Material provided Block Start

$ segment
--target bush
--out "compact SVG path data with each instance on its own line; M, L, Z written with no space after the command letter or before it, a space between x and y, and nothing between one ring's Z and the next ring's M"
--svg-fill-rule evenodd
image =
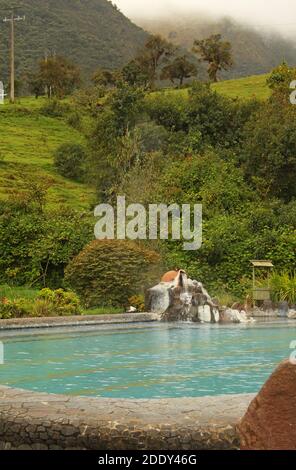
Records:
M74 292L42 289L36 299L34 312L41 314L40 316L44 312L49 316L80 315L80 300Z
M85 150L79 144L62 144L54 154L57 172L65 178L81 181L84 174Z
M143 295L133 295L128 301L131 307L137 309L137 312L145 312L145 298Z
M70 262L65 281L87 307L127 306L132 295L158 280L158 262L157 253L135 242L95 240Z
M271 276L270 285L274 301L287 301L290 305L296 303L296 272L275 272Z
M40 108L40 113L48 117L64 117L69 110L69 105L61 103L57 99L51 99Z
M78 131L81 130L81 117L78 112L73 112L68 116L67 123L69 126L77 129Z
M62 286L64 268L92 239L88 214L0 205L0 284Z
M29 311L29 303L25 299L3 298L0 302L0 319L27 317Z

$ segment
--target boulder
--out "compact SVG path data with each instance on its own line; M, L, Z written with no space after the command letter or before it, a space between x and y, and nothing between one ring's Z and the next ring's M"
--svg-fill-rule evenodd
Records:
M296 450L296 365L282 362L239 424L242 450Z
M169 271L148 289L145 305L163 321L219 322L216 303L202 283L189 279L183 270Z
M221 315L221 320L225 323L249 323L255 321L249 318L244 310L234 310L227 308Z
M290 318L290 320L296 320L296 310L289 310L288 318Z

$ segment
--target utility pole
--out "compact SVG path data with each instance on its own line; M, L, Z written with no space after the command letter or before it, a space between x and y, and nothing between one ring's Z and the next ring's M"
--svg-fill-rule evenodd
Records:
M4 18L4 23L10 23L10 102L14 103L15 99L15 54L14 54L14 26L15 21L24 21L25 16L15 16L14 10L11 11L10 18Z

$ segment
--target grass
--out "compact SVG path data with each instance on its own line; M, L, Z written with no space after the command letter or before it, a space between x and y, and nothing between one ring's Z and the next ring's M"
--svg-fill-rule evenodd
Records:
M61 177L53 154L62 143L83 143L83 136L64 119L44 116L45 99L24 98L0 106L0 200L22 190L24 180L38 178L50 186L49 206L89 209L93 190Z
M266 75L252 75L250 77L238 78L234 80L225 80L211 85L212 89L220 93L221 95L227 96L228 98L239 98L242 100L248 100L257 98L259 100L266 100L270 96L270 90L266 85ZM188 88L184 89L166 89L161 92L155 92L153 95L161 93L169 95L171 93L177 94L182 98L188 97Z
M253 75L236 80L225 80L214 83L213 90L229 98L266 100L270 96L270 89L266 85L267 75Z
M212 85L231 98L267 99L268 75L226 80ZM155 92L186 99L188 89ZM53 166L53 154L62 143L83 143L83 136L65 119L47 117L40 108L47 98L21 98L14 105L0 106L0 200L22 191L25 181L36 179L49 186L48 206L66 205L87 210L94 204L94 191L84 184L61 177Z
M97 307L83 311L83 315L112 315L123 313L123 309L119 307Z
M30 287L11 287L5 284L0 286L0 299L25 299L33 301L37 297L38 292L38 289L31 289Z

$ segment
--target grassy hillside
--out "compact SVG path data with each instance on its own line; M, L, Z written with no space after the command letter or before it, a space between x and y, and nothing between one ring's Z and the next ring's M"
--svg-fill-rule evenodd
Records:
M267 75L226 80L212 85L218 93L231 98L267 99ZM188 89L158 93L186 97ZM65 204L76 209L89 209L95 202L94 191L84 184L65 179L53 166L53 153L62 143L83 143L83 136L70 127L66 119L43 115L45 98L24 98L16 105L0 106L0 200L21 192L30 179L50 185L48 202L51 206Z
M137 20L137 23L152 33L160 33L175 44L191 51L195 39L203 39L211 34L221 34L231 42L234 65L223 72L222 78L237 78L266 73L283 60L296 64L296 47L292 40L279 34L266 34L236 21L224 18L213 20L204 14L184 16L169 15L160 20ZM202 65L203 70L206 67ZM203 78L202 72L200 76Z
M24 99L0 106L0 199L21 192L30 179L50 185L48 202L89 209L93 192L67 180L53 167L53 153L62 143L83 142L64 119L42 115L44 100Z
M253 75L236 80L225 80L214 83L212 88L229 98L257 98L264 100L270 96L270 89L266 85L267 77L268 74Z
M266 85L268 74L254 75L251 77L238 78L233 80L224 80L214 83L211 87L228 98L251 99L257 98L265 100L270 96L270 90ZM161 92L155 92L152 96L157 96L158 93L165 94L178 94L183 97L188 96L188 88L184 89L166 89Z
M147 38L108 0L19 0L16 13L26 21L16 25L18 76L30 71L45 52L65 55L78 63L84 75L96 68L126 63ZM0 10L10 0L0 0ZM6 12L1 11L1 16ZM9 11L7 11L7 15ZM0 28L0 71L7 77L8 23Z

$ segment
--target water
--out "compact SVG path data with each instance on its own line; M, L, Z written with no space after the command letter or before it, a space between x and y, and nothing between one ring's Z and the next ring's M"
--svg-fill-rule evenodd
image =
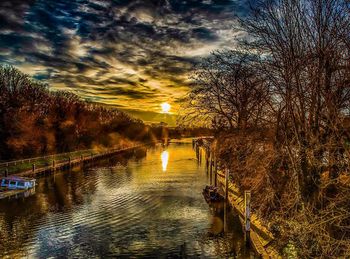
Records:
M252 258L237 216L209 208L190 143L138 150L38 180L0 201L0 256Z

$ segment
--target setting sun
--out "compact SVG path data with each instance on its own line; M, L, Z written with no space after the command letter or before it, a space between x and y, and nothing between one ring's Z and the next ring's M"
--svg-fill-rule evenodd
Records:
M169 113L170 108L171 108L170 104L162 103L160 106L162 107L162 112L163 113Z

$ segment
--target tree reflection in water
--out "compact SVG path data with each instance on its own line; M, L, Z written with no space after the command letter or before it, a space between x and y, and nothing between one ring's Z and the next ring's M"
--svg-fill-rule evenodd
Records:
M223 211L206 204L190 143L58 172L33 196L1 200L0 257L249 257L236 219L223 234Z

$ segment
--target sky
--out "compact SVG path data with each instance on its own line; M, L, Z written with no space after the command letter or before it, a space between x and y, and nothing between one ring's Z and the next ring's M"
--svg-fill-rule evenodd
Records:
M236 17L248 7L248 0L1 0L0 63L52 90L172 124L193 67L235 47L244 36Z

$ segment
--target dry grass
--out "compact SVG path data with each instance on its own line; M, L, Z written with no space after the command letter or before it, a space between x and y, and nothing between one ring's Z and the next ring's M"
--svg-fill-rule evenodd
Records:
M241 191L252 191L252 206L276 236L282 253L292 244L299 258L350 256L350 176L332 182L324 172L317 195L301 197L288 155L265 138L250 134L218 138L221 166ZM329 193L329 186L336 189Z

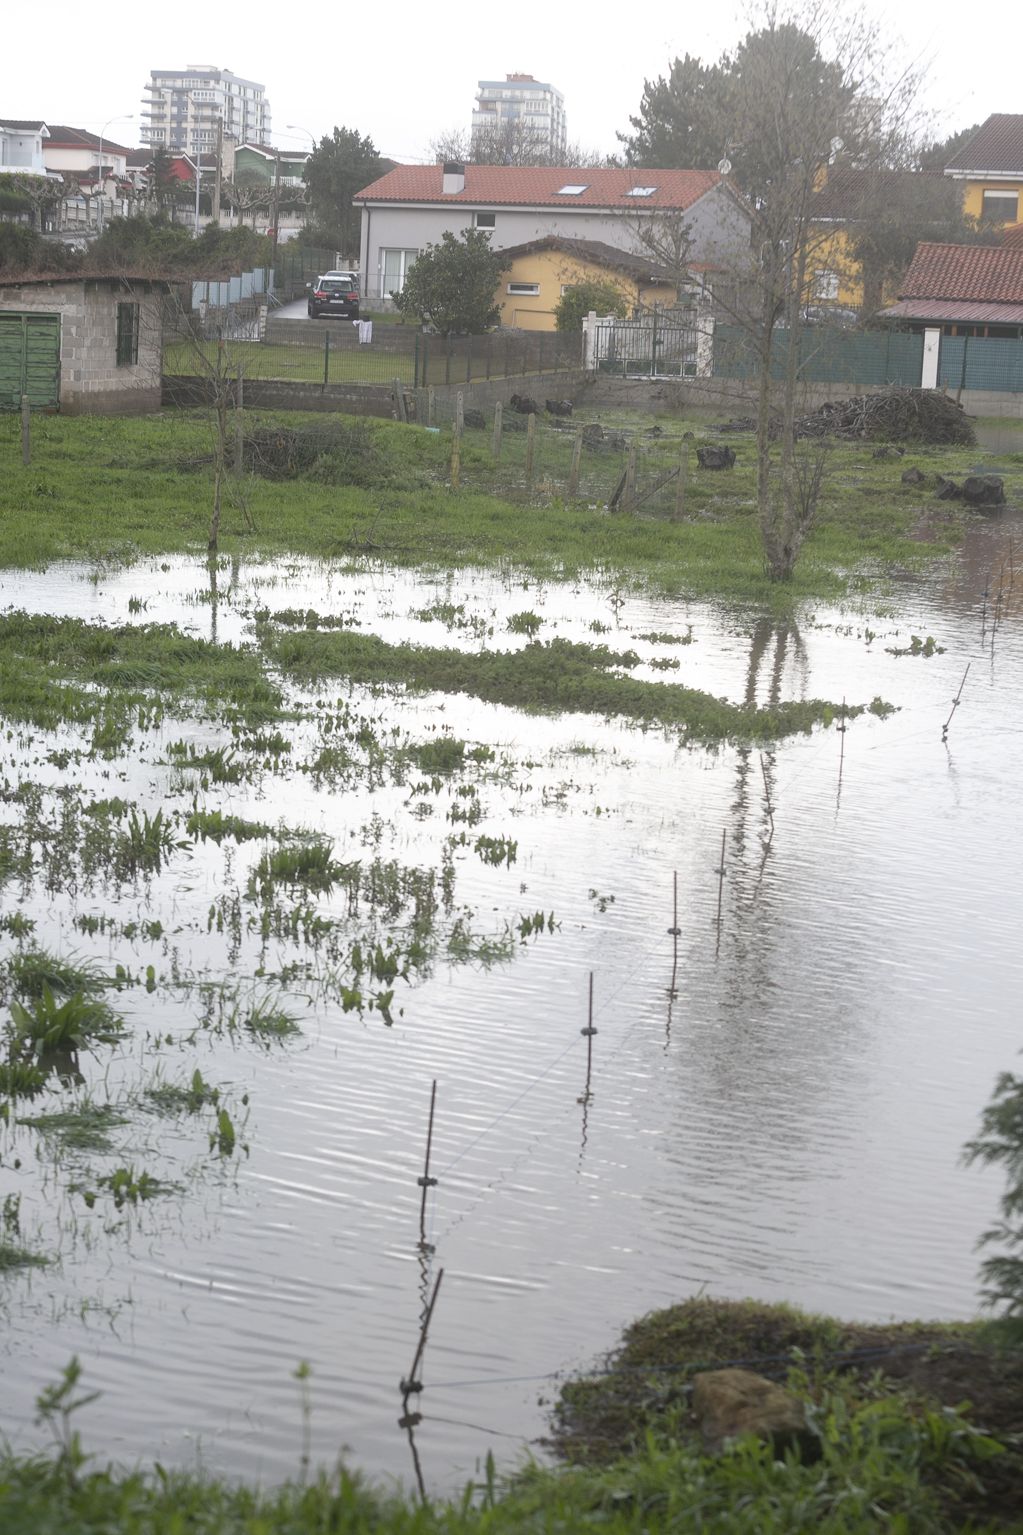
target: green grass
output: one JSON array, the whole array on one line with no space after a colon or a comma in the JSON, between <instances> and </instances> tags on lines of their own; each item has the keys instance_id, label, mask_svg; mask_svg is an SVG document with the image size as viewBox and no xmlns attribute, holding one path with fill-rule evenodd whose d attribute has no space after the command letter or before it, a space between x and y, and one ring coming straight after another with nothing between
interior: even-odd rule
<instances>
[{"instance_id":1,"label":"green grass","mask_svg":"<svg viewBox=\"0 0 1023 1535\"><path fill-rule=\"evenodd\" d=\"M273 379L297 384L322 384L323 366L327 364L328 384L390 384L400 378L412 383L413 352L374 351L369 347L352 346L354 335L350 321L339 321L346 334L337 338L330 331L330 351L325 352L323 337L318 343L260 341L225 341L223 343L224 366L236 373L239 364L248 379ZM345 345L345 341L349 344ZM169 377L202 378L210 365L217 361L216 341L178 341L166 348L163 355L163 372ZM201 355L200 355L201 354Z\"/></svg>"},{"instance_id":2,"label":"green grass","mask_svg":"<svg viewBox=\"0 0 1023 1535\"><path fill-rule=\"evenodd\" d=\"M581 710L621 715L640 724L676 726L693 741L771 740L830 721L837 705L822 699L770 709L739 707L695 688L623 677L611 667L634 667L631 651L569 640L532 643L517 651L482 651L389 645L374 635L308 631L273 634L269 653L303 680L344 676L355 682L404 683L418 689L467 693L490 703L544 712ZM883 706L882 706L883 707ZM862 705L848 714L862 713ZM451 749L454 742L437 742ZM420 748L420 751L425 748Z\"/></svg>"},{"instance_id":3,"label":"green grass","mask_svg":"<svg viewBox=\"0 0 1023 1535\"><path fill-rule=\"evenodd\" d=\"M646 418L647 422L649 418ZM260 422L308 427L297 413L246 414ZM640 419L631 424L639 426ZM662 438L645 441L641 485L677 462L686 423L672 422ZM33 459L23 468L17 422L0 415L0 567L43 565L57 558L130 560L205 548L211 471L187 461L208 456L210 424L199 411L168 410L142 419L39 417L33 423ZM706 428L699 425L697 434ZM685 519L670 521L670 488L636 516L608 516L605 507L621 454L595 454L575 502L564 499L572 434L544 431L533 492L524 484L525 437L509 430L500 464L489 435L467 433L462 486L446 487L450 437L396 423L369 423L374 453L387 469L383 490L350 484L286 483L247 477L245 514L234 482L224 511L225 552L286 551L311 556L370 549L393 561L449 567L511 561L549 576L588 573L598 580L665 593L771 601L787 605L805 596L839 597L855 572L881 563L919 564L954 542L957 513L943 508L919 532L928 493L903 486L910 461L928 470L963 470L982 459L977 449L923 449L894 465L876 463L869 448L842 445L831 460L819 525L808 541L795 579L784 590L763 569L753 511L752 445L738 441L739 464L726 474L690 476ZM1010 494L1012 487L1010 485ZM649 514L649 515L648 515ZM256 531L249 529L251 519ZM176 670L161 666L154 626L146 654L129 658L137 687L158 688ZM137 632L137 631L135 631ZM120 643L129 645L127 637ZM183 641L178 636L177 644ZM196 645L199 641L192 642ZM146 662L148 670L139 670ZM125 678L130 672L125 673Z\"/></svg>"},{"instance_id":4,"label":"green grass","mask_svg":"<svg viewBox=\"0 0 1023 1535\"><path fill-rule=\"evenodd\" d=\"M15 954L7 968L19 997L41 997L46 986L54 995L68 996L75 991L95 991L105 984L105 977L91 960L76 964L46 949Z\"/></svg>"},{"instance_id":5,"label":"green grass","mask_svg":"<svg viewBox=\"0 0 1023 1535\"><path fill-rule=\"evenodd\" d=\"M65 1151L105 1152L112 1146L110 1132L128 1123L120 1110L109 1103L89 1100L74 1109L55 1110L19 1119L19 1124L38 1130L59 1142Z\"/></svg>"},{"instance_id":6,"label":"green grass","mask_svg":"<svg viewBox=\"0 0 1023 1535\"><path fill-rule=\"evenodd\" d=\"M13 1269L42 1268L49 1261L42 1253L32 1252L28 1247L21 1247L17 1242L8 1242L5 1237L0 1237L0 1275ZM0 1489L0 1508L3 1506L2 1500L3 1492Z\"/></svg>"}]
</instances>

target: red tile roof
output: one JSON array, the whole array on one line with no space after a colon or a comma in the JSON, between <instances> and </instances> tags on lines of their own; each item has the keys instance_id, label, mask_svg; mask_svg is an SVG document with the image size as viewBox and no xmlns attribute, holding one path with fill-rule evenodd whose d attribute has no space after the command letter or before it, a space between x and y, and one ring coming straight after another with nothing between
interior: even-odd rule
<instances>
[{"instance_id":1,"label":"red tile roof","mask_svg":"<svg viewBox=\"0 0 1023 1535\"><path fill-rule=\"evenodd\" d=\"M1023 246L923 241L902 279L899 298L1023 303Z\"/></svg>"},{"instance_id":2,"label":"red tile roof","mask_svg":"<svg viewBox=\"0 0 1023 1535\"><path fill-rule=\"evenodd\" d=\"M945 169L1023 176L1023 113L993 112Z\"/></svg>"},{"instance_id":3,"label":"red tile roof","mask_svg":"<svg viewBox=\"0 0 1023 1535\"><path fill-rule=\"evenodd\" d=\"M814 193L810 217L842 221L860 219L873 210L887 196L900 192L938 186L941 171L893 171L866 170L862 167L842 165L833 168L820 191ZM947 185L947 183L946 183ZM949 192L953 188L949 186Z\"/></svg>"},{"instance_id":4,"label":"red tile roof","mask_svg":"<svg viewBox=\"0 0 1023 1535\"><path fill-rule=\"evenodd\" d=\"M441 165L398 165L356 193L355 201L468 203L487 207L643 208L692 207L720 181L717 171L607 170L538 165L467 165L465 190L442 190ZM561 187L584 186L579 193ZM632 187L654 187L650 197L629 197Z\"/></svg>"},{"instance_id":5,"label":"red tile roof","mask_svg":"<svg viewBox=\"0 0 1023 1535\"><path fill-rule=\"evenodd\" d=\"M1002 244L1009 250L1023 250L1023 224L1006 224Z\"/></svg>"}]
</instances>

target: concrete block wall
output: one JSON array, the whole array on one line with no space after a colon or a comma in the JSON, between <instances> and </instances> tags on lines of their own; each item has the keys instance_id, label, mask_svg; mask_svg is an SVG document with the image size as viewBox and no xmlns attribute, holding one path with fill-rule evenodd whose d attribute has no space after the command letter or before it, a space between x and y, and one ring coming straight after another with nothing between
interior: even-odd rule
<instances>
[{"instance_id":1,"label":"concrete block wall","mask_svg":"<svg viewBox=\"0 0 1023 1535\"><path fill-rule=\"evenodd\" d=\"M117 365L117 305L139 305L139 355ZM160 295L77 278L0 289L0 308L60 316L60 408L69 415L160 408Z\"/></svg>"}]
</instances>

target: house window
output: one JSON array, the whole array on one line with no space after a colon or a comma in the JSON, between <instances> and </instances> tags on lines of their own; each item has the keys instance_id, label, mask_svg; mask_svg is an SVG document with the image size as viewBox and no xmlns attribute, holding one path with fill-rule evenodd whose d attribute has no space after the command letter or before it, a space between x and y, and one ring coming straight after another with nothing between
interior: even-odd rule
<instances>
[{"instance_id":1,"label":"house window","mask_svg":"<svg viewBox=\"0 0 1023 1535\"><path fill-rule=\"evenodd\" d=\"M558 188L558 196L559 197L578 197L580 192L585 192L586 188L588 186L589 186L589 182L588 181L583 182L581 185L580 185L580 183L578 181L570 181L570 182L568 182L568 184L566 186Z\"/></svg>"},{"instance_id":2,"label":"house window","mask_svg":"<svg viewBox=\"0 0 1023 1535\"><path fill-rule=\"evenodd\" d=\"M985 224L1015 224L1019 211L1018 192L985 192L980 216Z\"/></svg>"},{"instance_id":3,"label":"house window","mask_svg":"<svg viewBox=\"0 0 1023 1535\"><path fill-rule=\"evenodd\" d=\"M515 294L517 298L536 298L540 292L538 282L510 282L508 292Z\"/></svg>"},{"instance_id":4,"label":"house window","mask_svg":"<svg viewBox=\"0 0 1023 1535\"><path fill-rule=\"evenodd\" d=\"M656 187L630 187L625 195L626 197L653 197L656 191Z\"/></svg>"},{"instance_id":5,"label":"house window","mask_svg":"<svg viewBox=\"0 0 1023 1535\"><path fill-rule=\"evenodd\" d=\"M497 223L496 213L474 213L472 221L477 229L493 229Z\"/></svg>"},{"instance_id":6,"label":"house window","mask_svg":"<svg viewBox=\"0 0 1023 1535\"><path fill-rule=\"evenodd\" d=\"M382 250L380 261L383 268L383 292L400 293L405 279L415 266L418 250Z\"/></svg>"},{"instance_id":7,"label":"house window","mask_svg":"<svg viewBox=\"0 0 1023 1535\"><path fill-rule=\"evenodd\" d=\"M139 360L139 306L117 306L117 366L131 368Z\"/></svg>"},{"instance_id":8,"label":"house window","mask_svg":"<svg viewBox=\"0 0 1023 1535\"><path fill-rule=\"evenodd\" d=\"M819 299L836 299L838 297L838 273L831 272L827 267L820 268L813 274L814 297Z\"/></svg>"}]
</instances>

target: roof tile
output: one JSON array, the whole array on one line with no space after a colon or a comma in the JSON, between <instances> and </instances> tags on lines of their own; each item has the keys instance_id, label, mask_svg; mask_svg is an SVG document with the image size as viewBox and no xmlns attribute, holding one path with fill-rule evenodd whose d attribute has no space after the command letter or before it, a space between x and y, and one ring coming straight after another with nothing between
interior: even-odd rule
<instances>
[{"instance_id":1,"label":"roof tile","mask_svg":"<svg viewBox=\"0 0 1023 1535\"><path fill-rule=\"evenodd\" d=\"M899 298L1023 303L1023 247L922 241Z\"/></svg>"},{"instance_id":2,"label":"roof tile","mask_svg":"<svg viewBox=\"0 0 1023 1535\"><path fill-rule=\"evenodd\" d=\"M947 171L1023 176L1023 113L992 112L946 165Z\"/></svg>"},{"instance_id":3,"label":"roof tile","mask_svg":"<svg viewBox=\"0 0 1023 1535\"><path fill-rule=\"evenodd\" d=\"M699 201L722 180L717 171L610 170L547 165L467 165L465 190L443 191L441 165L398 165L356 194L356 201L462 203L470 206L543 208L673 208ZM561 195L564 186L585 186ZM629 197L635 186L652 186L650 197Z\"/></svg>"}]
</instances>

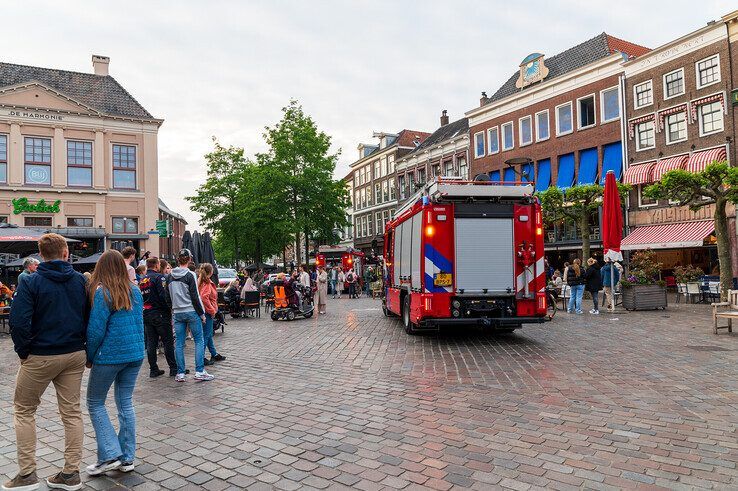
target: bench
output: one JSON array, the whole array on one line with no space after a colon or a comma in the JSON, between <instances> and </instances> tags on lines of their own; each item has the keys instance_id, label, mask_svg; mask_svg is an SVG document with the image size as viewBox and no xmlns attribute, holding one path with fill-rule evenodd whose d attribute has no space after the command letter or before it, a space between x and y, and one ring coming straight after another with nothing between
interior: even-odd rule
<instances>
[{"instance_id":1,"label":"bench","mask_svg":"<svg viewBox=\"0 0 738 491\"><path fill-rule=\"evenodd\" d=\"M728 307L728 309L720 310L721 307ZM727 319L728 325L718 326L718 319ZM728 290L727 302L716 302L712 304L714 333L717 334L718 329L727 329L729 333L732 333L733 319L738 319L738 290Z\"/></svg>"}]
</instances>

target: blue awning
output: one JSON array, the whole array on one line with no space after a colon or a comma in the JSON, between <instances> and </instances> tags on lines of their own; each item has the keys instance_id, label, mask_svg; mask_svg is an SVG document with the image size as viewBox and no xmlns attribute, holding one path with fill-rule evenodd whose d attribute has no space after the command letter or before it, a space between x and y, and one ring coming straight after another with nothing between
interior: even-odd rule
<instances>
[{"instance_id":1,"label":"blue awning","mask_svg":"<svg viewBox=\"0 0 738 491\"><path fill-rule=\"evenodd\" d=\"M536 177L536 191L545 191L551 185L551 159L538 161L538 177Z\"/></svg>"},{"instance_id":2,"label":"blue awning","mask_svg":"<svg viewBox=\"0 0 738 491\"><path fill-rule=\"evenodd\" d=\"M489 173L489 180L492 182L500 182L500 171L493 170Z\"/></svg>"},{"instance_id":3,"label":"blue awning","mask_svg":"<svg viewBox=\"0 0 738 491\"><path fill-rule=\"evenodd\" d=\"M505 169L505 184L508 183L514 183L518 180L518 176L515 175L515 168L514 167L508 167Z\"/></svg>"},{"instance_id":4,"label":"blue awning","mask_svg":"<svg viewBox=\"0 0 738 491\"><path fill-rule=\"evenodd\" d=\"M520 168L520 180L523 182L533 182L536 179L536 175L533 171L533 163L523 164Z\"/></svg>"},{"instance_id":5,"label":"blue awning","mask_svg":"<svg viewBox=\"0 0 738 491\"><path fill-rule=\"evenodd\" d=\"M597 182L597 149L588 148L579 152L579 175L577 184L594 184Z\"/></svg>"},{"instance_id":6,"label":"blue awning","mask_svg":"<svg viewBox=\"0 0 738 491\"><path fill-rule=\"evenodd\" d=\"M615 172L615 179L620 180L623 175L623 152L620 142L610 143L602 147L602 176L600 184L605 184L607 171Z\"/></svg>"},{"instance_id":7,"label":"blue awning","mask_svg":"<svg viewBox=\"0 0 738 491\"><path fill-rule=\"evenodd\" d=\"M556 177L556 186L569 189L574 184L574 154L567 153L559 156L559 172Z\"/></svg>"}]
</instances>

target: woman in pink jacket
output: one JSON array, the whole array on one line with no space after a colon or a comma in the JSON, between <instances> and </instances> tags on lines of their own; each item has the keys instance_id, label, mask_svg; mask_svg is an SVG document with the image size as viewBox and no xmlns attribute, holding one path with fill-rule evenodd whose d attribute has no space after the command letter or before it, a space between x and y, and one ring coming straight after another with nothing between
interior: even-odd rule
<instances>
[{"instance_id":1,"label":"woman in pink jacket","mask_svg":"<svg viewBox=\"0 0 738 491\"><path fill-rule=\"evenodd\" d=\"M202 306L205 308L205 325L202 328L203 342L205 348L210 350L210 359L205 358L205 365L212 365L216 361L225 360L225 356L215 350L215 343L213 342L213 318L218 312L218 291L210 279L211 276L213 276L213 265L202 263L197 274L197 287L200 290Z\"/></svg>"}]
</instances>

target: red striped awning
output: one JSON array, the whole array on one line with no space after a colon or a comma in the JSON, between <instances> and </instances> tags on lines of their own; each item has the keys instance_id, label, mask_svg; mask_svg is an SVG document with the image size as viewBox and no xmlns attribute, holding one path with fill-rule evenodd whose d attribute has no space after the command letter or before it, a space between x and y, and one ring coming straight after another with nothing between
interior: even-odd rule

Material provided Block End

### Assignment
Wherever the word "water" appears in the data, return the whole line.

### Response to the task
--target water
--target tree reflection in water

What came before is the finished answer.